短い練習: 以下のすべてのレコードについて、「Target」を「Label」に置き換えて行を書き直してください。それ以外は一切変えず、画像は解答に含めないでください。

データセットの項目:
****************

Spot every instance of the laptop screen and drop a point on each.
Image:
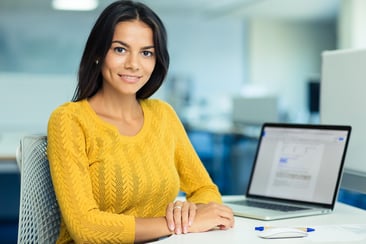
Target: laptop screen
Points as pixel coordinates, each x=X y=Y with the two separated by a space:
x=299 y=162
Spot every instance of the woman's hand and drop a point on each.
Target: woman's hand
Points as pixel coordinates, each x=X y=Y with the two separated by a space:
x=210 y=216
x=180 y=216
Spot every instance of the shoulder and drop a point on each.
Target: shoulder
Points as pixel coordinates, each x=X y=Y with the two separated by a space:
x=69 y=109
x=157 y=105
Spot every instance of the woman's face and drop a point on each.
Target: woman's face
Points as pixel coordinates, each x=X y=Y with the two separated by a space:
x=130 y=60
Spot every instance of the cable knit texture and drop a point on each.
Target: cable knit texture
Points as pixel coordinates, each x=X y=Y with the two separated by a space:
x=103 y=179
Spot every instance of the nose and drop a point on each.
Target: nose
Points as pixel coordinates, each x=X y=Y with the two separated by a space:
x=132 y=62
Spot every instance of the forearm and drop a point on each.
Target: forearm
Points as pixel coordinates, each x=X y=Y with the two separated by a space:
x=151 y=228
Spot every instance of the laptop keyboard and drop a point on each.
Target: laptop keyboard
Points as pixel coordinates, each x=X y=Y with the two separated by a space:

****************

この課題の解答:
Spot every instance of the laptop screen and drop a point on each.
Image:
Label: laptop screen
Points as pixel coordinates, each x=X y=Y with the two separated by a space:
x=299 y=162
Spot every instance of the woman's hand and drop a point on each.
Label: woman's hand
Points as pixel coordinates, each x=X y=Y with the two separated by a space:
x=210 y=216
x=180 y=216
Spot every instance of the shoulder and drop a point on each.
Label: shoulder
Points as pixel coordinates, each x=X y=Y with the two separated by a space:
x=69 y=109
x=157 y=105
Spot every instance of the woman's face and drop a point on each.
Label: woman's face
Points as pixel coordinates, each x=X y=Y with the two separated by a space:
x=130 y=60
Spot every instance of the cable knit texture and drop a point on each.
Label: cable knit texture
Points as pixel coordinates, each x=X y=Y with the two separated by a space:
x=103 y=179
Spot every instance of the nose and drop a point on each.
Label: nose
Points as pixel coordinates, each x=X y=Y with the two separated by a space:
x=132 y=62
Spot every instance of the forearm and drop a point on each.
Label: forearm
Points as pixel coordinates, each x=X y=Y with the two separated by a space:
x=151 y=228
Spot every instance of the laptop keyboard and drop a point on each.
Label: laptop keyboard
Points as pixel coordinates, each x=X y=Y with the two separated by a space:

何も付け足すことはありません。